▸ TASK DIRECTIONS: With the images removed, write out every line below exactly.

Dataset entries

==================================================

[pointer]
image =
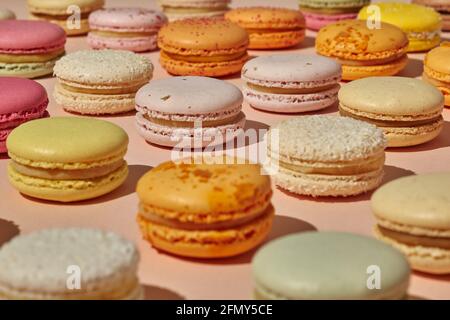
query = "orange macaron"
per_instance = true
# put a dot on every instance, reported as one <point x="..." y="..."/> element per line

==================================================

▸ OUTPUT FOR THIS EXERCISE:
[pointer]
image =
query = "orange macaron"
per_instance = true
# put a dot on every instance, reported as one <point x="..." y="..."/> element per line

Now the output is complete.